Start of THE RECORDS

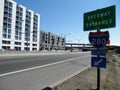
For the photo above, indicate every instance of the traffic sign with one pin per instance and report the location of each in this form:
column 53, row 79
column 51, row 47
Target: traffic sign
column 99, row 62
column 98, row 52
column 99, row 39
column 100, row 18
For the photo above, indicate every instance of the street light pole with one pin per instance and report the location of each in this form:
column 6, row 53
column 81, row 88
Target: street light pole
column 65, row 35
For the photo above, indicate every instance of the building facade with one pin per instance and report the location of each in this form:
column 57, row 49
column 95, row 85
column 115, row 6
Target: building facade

End of THE RECORDS
Start of THE RECORDS

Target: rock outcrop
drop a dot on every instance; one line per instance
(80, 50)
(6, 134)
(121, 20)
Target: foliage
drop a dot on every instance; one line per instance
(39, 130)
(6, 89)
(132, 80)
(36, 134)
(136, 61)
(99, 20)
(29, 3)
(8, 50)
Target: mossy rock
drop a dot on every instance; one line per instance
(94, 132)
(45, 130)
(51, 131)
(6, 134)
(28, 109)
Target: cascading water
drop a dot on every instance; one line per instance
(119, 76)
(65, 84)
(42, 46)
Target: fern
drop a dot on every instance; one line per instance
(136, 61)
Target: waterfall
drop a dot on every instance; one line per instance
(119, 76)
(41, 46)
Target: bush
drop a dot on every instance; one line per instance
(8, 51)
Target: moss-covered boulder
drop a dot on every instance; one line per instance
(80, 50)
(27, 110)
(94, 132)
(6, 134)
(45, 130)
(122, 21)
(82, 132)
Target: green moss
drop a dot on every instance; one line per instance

End of THE RECORDS
Start of THE RECORDS

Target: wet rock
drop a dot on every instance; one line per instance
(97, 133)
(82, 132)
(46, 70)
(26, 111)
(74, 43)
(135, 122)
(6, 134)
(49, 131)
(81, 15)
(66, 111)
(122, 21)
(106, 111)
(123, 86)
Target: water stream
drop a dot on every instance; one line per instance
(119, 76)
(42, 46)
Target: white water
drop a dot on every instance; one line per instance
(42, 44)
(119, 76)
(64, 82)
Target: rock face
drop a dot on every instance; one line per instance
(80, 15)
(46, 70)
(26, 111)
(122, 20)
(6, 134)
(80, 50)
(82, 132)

End of THE RECORDS

- WHAT TO DO
Look above for the line holding "For the photo above, indicate every instance of the traffic" and the line holding "Target: building facade". Retype both, and every line between them, word for word and nothing else.

- ANSWER
For the photo above, indicate every instance of the traffic sign with one pin per instance and report the location of each in this form:
column 53, row 79
column 51, row 47
Target: traffic sign
column 99, row 62
column 98, row 52
column 99, row 39
column 100, row 18
For the photo above, indicate every instance of the street light pole with one pin per instance and report the location of each in this form:
column 6, row 53
column 81, row 88
Target: street light pole
column 65, row 35
For the photo above, indicate every instance of the building facade with one pin per instance and report the location of each in this form:
column 57, row 49
column 95, row 85
column 115, row 6
Target: building facade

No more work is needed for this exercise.